*Your objective*.
Present every line of the entries below as a numbered list, leaving out blank lines.

* begin Records for processing *

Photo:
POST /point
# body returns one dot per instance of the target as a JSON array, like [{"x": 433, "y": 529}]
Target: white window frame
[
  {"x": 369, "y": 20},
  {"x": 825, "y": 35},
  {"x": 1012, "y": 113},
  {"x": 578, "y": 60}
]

* end Records for processing *

*Result*.
1. Photo:
2. POST /point
3. # body returns one dot per instance of the target as a JSON array, like [{"x": 433, "y": 529}]
4. Target: white window frame
5. [
6.   {"x": 369, "y": 20},
7.   {"x": 825, "y": 35},
8.   {"x": 1012, "y": 113},
9.   {"x": 578, "y": 60}
10. ]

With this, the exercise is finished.